* [DOCUMENT EXTRACT]:
+--
3. Accommodations and Modifications
Accommodations and modifications should be tailored to your individual child. There should be no list of supports provided to all students with Dyslexia. Understand your child’s abilities and determine what tools and supports they will need to be successful in their classes. Access to accommodations can help to expose children to more vocabulary, background information, more complex text, higher level thinking and peer interactions.
Some accommodations may include:
- Abridged version of a book
- Ability to provide assessment responses verbally
- Pre-teach new vocabulary
- Break down tasks into manageable pieces
- Modify homework assignments
- Small group instruction
- Read directions aloud
- Provide word bank for fill-in blank tests
- Use of visual aides
- Outline of lecture in advance
- Highly structured learning environment
- Provide study guides and graphic organizers
4. Assistive Technology
Assistive technology can have a very wide definition. High and low tech supports are available to support students throughout the learning process. Examples of low tech supports would be magnified bars and reading bars with colored windows. Many of the higher tech supports can be easily accessible through a laptop or tablet.
- Text to speech
- Speech to text
- Online textbooks and novels (many are at no cost for students with print based disabilities.)
- Online graphic organizers that transition to outline
- Citation software to be used when conducting research
- Online scientific writing supports
- Pens that will define, translate, record, and read aloud typed text
- Colored screens to support reading fatigue
5. Research-based Instructional Strategies
Accommodations and modifications should not replace quality research-based instruction. Popular reading approached such as guided reading and balance literacy are not appropriate instructional models. While they can be beneficial, there must be a component of support explicitly for students with Dyslexia. The structured literacy required for success must be delivered in addition to grade level instruction. The need for reading comprehension, vocabulary development, and background knowledge must still be obtained throughout the educational careers of children with Dyslexia.
What is structured literacy?
+--
(Coordinate annotation entries)
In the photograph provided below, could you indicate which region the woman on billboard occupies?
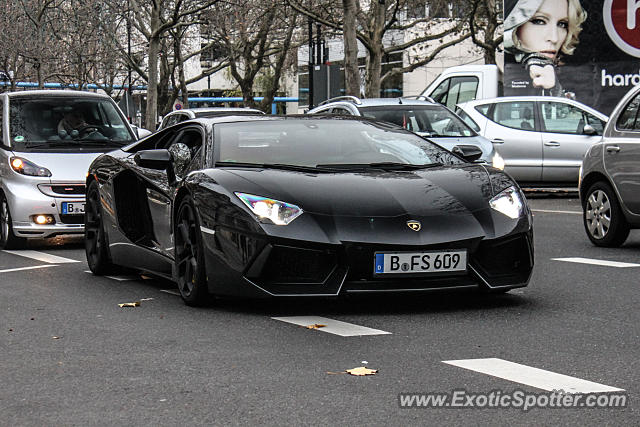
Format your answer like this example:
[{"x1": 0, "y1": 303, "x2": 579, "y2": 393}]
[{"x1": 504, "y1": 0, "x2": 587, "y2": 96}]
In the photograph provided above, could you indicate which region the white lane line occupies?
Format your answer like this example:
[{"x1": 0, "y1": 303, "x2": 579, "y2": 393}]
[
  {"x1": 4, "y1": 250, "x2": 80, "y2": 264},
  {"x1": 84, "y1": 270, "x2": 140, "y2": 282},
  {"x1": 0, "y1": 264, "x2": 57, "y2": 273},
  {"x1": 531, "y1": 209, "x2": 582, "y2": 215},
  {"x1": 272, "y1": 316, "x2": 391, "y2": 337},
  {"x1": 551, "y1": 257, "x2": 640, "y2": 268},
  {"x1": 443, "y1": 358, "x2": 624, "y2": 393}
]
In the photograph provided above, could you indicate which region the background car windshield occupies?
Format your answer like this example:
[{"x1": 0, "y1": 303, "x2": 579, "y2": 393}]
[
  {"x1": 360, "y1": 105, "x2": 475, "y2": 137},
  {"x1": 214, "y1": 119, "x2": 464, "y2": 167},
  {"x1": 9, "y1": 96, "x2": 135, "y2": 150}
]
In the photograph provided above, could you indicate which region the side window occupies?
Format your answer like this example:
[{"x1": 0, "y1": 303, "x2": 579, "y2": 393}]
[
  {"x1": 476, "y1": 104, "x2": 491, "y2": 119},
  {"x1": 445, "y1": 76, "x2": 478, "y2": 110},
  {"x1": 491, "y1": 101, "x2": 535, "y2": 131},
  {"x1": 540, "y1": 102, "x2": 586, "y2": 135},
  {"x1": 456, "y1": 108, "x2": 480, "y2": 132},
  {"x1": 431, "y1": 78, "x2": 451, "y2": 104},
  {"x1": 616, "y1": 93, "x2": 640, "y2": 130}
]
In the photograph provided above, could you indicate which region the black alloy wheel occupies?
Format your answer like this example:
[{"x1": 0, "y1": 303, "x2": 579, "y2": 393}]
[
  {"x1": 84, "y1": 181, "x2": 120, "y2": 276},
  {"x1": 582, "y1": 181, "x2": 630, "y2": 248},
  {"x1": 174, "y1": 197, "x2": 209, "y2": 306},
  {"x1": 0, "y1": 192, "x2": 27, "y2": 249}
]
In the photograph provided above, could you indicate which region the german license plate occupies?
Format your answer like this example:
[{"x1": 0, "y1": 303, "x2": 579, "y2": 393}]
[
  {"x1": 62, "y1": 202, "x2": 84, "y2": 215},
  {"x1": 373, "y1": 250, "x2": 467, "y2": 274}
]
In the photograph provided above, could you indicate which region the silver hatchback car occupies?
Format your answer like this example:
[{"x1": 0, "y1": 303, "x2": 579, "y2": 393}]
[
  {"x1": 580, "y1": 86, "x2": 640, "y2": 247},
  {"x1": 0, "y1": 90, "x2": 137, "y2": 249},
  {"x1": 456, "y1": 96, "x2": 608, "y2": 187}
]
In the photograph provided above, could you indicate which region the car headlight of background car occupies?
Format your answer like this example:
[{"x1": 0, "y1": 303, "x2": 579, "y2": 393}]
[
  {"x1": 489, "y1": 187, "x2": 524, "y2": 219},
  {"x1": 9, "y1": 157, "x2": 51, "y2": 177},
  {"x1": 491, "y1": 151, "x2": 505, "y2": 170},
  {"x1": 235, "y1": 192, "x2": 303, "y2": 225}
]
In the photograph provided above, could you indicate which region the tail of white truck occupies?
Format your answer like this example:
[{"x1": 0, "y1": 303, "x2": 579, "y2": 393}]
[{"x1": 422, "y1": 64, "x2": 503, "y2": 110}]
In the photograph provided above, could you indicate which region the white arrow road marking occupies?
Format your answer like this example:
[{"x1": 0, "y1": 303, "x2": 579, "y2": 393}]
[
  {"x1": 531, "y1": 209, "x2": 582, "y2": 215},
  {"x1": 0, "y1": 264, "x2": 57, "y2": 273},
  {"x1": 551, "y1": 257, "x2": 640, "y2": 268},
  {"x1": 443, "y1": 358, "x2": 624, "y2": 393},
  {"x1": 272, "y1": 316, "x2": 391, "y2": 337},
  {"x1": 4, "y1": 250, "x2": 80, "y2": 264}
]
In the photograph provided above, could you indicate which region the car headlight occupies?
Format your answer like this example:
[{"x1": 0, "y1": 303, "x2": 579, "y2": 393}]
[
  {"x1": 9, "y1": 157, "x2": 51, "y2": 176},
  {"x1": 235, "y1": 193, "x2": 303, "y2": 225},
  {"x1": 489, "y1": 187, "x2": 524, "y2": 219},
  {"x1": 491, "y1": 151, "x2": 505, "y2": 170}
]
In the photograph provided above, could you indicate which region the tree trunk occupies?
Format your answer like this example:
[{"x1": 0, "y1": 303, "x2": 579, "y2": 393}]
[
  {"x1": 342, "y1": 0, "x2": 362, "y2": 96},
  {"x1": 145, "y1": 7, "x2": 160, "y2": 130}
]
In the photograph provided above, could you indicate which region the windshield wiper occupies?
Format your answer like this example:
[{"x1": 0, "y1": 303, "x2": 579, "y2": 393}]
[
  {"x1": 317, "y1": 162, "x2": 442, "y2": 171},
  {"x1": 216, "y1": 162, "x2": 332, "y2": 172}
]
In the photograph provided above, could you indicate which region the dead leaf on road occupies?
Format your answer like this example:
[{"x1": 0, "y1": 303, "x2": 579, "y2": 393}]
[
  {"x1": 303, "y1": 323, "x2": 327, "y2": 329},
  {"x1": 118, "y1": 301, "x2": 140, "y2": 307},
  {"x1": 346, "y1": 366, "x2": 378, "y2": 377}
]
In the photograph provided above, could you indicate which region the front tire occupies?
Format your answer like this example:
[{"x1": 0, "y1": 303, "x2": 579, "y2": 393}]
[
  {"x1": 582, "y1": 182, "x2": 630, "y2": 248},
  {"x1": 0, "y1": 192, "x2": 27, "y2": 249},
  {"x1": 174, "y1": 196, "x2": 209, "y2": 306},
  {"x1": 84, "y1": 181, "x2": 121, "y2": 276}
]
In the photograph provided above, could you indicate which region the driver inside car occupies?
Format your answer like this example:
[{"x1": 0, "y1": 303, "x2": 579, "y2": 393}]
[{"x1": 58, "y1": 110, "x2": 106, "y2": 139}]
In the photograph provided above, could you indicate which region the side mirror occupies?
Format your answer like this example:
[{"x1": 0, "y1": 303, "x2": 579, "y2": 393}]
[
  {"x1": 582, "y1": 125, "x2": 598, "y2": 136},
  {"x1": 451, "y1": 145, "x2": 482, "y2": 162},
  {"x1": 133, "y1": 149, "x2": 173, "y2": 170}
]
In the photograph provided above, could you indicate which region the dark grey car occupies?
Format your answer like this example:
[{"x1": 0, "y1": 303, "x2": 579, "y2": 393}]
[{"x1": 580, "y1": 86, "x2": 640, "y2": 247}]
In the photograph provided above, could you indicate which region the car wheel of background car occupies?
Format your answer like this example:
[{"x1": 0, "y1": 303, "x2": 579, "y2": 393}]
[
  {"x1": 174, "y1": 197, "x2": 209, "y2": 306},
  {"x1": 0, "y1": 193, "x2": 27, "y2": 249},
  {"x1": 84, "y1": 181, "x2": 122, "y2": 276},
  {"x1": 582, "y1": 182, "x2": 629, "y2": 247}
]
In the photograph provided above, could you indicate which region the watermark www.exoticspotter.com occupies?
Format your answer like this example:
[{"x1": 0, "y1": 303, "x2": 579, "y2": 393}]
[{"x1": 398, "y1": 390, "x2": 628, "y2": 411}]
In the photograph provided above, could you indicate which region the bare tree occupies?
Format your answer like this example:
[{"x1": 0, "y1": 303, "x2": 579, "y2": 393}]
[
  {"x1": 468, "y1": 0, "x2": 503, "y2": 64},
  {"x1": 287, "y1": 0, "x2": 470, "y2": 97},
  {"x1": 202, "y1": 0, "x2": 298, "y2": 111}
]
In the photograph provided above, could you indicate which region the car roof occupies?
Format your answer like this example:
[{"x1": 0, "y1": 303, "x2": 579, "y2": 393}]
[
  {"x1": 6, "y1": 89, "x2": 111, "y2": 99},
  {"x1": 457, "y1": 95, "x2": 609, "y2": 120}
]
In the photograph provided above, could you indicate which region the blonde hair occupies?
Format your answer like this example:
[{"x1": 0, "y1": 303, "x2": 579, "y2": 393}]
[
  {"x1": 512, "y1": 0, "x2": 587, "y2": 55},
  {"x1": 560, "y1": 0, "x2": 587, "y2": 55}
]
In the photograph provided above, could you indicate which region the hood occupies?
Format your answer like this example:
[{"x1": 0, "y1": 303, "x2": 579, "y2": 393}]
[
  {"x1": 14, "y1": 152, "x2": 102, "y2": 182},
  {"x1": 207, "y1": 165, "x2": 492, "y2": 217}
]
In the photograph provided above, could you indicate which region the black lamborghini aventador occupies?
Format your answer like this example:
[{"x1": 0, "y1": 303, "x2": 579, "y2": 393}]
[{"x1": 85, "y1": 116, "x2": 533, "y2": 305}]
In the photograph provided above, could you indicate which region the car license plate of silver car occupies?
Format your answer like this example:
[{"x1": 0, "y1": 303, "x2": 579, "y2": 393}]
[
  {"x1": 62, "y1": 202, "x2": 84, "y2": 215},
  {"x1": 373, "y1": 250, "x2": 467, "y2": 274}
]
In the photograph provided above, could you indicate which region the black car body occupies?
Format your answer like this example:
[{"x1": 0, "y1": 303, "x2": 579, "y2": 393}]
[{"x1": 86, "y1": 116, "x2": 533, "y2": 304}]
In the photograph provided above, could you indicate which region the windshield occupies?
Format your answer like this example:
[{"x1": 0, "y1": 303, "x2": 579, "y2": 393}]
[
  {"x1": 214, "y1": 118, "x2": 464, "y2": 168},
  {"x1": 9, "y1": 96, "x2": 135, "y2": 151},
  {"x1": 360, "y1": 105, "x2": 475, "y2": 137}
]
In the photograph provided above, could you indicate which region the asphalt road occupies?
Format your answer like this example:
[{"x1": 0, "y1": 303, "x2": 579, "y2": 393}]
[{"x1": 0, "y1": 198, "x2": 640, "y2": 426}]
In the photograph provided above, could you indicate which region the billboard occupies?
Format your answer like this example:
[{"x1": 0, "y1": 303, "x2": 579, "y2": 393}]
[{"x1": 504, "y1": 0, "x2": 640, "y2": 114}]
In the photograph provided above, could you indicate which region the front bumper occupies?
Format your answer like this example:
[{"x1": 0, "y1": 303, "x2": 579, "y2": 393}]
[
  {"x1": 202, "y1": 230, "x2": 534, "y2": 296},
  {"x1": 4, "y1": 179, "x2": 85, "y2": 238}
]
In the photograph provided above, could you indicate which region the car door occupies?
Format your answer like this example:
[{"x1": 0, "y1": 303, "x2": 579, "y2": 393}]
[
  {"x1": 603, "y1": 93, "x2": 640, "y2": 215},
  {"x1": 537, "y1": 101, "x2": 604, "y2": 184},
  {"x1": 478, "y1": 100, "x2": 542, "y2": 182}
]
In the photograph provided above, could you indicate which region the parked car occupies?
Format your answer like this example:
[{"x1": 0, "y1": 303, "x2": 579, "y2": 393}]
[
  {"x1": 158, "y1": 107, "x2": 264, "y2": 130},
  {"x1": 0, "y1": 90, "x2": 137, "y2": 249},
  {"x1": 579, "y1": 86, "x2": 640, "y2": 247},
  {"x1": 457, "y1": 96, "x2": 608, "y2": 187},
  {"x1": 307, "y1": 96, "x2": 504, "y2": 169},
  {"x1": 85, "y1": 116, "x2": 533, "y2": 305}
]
+--
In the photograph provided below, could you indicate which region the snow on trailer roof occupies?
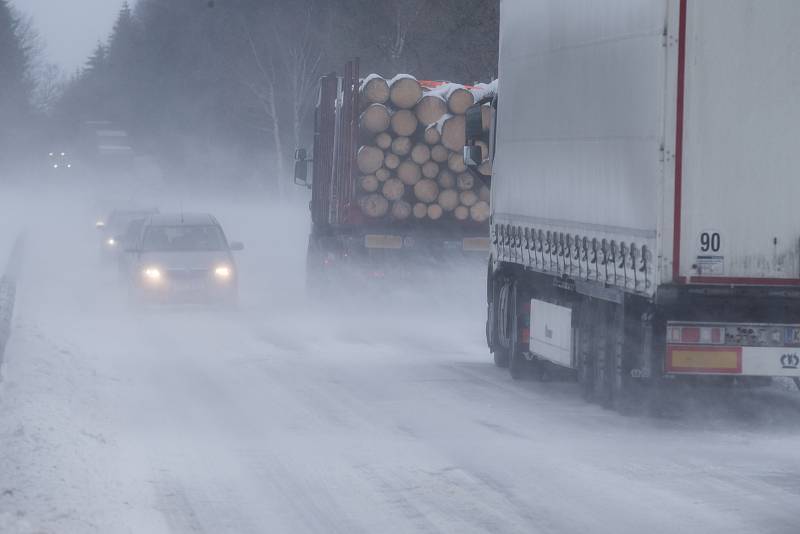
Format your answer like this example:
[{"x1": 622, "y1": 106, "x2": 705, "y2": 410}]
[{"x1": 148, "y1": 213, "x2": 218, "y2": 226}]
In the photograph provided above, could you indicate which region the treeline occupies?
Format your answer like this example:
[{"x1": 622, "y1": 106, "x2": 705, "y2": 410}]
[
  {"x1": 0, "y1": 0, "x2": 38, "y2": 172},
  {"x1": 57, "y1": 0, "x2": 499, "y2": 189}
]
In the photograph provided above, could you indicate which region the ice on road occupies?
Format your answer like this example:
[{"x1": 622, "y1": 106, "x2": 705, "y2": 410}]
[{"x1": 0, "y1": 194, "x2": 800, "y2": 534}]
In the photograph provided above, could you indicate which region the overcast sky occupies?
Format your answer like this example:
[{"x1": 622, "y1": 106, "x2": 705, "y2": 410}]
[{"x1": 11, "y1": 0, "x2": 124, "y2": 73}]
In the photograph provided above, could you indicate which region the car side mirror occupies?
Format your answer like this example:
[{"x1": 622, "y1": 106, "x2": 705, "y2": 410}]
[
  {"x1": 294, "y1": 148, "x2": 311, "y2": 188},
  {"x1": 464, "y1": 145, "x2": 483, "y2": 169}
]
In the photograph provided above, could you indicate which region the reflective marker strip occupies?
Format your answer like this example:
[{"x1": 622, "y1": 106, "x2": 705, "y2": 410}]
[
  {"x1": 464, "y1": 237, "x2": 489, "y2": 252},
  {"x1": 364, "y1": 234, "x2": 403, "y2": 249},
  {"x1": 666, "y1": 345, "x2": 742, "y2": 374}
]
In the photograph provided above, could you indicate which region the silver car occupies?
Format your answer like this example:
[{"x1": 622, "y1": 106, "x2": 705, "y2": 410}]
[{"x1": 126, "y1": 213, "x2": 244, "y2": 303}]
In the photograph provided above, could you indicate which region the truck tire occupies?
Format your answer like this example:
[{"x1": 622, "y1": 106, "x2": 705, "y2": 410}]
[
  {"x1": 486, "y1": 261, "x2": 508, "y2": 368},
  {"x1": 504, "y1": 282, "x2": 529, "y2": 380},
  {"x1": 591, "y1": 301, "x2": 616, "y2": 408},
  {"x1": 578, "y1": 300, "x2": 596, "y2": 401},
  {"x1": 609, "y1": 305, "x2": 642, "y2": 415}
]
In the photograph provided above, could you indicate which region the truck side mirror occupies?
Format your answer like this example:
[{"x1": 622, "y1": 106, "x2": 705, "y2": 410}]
+--
* [PARTS OF THE EXERCISE]:
**a.** The dyslexia supports text says access to accommodations can expose children to several things. List every one of them.
**b.** According to the dyslexia supports text, what should accommodations and modifications not replace?
**c.** In the dyslexia supports text, rewrite the part that begins at the words "3. Accommodations and" and stops after "and peer interactions.", putting "adapted" in place of "tailored".

* [ANSWERS FOR THIS EXERCISE]:
**a.**
- More vocabulary
- Background information
- More complex text
- Higher level thinking
- Peer interactions

**b.** Quality research-based instruction.

**c.**
3. Accommodations and Modifications
Accommodations and modifications should be adapted to your individual child. There should be no list of supports provided to all students with Dyslexia. Understand your child’s abilities and determine what tools and supports they will need to be successful in their classes. Access to accommodations can help to expose children to more vocabulary, background information, more complex text, higher level thinking and peer interactions.